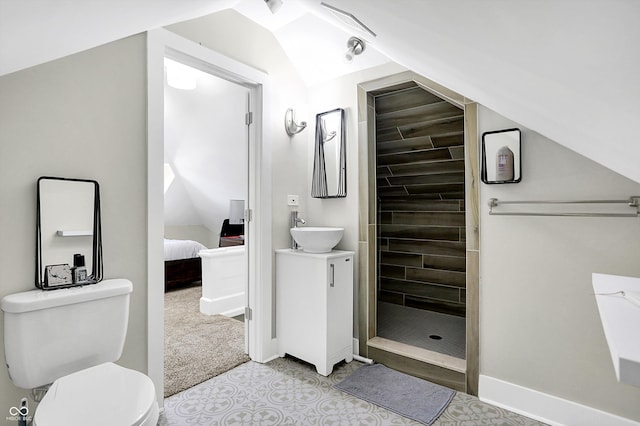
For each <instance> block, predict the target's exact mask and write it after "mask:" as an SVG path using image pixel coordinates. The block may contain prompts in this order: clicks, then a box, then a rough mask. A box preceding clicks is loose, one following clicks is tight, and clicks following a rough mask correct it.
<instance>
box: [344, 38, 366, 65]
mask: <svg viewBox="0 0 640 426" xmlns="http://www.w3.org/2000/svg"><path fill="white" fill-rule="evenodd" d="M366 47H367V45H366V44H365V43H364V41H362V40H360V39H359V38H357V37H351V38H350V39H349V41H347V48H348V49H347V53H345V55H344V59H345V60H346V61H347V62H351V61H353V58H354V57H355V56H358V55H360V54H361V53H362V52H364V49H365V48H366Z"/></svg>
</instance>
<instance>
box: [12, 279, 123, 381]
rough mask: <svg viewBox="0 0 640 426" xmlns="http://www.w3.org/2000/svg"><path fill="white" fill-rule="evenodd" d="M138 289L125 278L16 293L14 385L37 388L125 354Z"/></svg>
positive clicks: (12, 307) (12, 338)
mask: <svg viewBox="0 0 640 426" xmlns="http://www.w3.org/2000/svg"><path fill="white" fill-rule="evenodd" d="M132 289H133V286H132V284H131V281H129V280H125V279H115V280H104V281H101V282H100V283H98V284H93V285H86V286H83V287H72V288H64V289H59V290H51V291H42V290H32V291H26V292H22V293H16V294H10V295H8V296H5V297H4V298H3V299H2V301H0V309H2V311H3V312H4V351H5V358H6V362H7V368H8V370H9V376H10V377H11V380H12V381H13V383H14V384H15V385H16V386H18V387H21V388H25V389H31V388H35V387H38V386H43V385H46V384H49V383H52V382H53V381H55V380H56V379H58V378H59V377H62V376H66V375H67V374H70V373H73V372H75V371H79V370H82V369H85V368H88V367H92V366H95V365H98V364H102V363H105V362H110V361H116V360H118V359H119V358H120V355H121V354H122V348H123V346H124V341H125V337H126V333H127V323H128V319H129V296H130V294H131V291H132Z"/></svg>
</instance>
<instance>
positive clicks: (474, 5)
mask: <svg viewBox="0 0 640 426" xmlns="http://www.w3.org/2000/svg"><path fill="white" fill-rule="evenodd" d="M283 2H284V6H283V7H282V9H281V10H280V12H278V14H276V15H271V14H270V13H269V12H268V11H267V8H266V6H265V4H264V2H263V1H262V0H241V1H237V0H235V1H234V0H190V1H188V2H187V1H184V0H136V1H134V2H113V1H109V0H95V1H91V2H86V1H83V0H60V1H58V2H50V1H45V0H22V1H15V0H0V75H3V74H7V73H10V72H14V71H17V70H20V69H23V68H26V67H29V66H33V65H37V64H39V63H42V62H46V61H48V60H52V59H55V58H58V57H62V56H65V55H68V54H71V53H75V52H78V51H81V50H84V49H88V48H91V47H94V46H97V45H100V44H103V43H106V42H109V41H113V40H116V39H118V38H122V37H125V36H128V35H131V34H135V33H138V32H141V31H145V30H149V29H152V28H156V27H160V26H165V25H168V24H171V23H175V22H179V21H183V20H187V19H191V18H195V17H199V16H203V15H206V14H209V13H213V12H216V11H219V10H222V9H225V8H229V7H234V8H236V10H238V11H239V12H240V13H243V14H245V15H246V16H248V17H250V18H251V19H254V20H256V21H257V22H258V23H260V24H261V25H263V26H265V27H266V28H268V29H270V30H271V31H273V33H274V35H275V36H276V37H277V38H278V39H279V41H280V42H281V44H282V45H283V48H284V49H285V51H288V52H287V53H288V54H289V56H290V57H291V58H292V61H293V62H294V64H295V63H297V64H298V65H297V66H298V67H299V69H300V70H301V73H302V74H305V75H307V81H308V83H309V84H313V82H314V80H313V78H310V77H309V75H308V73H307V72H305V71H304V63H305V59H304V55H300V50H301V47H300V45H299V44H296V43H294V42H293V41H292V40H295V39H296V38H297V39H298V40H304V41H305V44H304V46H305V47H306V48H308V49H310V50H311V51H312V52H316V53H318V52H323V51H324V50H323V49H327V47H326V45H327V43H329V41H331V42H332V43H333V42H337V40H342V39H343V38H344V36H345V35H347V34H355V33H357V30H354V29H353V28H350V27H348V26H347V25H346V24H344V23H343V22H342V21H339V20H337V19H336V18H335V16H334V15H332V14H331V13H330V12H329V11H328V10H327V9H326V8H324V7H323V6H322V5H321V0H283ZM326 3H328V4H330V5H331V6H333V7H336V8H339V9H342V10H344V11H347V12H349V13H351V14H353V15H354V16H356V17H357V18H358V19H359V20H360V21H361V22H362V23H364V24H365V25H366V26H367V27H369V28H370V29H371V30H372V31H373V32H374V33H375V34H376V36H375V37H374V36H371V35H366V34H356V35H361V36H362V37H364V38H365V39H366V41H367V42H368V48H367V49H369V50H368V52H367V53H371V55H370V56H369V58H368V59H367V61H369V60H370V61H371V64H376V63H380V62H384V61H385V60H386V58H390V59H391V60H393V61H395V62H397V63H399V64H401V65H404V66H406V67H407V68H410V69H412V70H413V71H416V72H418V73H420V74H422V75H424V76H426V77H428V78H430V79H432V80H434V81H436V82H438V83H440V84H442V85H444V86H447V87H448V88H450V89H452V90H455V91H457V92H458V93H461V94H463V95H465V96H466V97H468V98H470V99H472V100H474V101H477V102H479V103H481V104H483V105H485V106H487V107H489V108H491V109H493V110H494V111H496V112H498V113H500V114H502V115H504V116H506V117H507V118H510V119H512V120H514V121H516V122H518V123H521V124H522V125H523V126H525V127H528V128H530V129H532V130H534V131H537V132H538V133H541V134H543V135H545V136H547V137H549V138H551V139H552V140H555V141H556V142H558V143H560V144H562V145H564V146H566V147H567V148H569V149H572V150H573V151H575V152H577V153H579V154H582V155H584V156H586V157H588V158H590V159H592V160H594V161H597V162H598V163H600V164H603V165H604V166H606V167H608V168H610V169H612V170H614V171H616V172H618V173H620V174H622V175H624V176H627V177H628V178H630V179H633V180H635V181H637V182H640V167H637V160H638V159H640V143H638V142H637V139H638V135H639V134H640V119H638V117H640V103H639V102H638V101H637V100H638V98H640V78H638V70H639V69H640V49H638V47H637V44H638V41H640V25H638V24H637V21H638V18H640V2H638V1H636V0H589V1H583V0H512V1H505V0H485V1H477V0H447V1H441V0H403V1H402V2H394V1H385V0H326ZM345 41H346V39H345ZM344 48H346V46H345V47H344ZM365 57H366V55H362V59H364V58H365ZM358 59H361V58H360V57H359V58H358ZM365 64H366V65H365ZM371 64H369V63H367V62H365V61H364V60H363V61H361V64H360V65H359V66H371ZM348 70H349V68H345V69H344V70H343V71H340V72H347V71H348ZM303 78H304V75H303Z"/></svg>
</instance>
_ _ _ _
What to do: Rewrite all the entries above, substituting "foreground clicks" for every "positive clicks" and leaving everything else unchanged. Omit the pictures.

Exercise output:
For each <instance> block, predict the target's exact mask and write it after "mask:" as an SVG path using image pixel coordinates. The block may contain prompts in this order: clicks, then a box, then a rough mask. A box preceding clicks is loose, one following clicks is tight, and clicks following a rough mask correct it.
<instance>
box: [344, 38, 366, 65]
mask: <svg viewBox="0 0 640 426" xmlns="http://www.w3.org/2000/svg"><path fill="white" fill-rule="evenodd" d="M366 47H367V45H366V44H365V43H364V41H362V40H360V39H359V38H357V37H351V38H350V39H349V41H347V48H348V49H347V53H345V55H344V59H345V60H346V61H347V62H351V61H353V58H354V57H355V56H358V55H360V54H361V53H362V52H364V49H365V48H366Z"/></svg>
</instance>
<instance>
box: [12, 279, 123, 381]
rough mask: <svg viewBox="0 0 640 426" xmlns="http://www.w3.org/2000/svg"><path fill="white" fill-rule="evenodd" d="M138 289L125 278L16 293L14 385L37 388L125 354Z"/></svg>
foreground clicks: (12, 307) (12, 338)
mask: <svg viewBox="0 0 640 426" xmlns="http://www.w3.org/2000/svg"><path fill="white" fill-rule="evenodd" d="M132 289H133V286H132V284H131V281H129V280H125V279H115V280H104V281H101V282H100V283H98V284H93V285H86V286H83V287H72V288H64V289H59V290H51V291H42V290H32V291H26V292H22V293H16V294H10V295H8V296H5V297H4V298H3V299H2V301H0V309H2V311H3V312H4V351H5V358H6V362H7V368H8V370H9V376H10V377H11V380H12V381H13V383H14V384H15V385H16V386H18V387H21V388H25V389H31V388H35V387H38V386H43V385H46V384H49V383H52V382H53V381H55V380H56V379H58V378H59V377H62V376H66V375H67V374H70V373H73V372H75V371H79V370H82V369H85V368H88V367H92V366H95V365H98V364H102V363H105V362H110V361H116V360H118V359H119V358H120V355H121V354H122V348H123V346H124V341H125V337H126V333H127V323H128V319H129V296H130V294H131V291H132Z"/></svg>
</instance>
<instance>
foreground clicks: (474, 5)
mask: <svg viewBox="0 0 640 426" xmlns="http://www.w3.org/2000/svg"><path fill="white" fill-rule="evenodd" d="M283 2H284V6H283V7H282V9H281V10H280V12H278V14H276V15H271V14H270V13H269V12H268V11H267V8H266V6H265V4H264V2H263V1H262V0H241V1H237V0H235V1H234V0H190V1H188V2H187V1H184V0H136V1H134V2H113V1H109V0H95V1H91V2H86V1H83V0H60V1H58V2H50V1H45V0H22V1H15V0H0V75H3V74H7V73H10V72H14V71H17V70H20V69H23V68H26V67H29V66H33V65H37V64H39V63H42V62H46V61H48V60H52V59H55V58H58V57H62V56H65V55H68V54H71V53H75V52H78V51H81V50H84V49H88V48H91V47H94V46H97V45H100V44H103V43H106V42H109V41H113V40H116V39H118V38H122V37H125V36H128V35H131V34H135V33H138V32H141V31H145V30H149V29H152V28H156V27H160V26H165V25H168V24H171V23H175V22H179V21H183V20H187V19H191V18H195V17H199V16H203V15H206V14H209V13H213V12H216V11H219V10H222V9H225V8H229V7H234V8H236V10H238V11H239V12H240V13H243V14H245V15H246V16H248V17H250V18H251V19H254V20H256V21H257V22H258V23H260V24H261V25H263V26H265V27H266V28H268V29H270V30H271V31H273V33H274V35H275V36H276V37H277V38H278V39H279V41H280V42H281V44H282V45H283V48H284V49H285V51H288V52H287V53H288V54H289V56H290V57H291V58H292V61H293V62H294V64H295V63H297V64H298V65H297V66H298V67H299V69H300V70H301V73H302V74H305V75H307V81H308V83H309V84H313V82H314V80H313V78H310V77H309V75H308V73H307V72H305V71H304V63H305V59H304V55H300V50H301V47H300V45H299V44H296V43H294V42H293V41H292V40H295V39H296V38H297V39H298V40H304V41H305V44H304V46H305V47H306V48H308V49H310V50H311V51H312V52H316V53H318V52H323V51H324V50H323V49H327V47H326V45H327V43H329V41H331V42H332V43H333V42H337V40H342V39H343V38H344V36H345V35H347V34H355V33H357V30H354V29H353V28H350V27H348V26H347V25H346V24H344V23H343V22H342V21H339V20H337V19H336V18H335V16H334V15H332V14H331V13H330V12H329V11H328V10H327V9H326V8H324V7H323V6H322V5H321V0H283ZM326 3H328V4H330V5H331V6H333V7H336V8H339V9H342V10H344V11H347V12H349V13H351V14H353V15H354V16H356V17H357V18H358V19H359V20H360V21H361V22H362V23H364V24H365V25H366V26H367V27H369V28H370V29H371V30H372V31H373V32H374V33H375V34H376V36H375V37H374V36H371V35H366V34H356V35H361V36H362V37H364V38H365V39H366V41H367V42H368V48H367V49H369V50H368V52H367V53H371V55H370V56H369V58H368V59H367V61H369V60H370V61H371V64H376V63H380V62H384V61H385V60H386V58H390V59H391V60H393V61H395V62H397V63H399V64H401V65H404V66H406V67H407V68H410V69H412V70H413V71H416V72H418V73H420V74H422V75H424V76H426V77H428V78H430V79H432V80H434V81H436V82H438V83H440V84H442V85H444V86H447V87H448V88H450V89H452V90H455V91H457V92H458V93H461V94H463V95H465V96H466V97H468V98H470V99H472V100H474V101H477V102H479V103H481V104H483V105H485V106H487V107H489V108H491V109H493V110H494V111H496V112H498V113H500V114H502V115H504V116H506V117H507V118H510V119H512V120H514V121H516V122H518V123H521V124H522V125H523V126H525V127H528V128H530V129H532V130H534V131H537V132H538V133H541V134H543V135H545V136H547V137H549V138H551V139H552V140H555V141H556V142H558V143H560V144H562V145H564V146H566V147H567V148H569V149H572V150H573V151H575V152H577V153H579V154H582V155H584V156H586V157H588V158H590V159H592V160H594V161H597V162H598V163H600V164H603V165H604V166H606V167H608V168H610V169H612V170H614V171H616V172H618V173H620V174H622V175H624V176H627V177H628V178H630V179H633V180H635V181H637V182H640V167H637V160H638V159H640V143H638V142H637V139H638V135H639V134H640V119H638V117H640V103H639V102H638V101H637V100H638V98H640V78H638V70H639V69H640V49H638V47H637V44H638V41H640V25H638V24H637V21H638V18H640V2H638V1H636V0H589V1H583V0H512V1H505V0H485V1H477V0H447V1H441V0H403V1H402V2H394V1H385V0H326ZM345 41H346V39H345ZM344 48H346V46H345V47H344ZM365 57H366V55H362V59H364V58H365ZM358 59H361V58H360V57H359V58H358ZM365 64H366V65H365ZM371 64H369V63H367V62H365V61H364V60H363V61H361V64H360V65H359V66H371ZM348 70H349V68H345V69H344V70H343V71H340V72H347V71H348ZM303 78H304V75H303Z"/></svg>
</instance>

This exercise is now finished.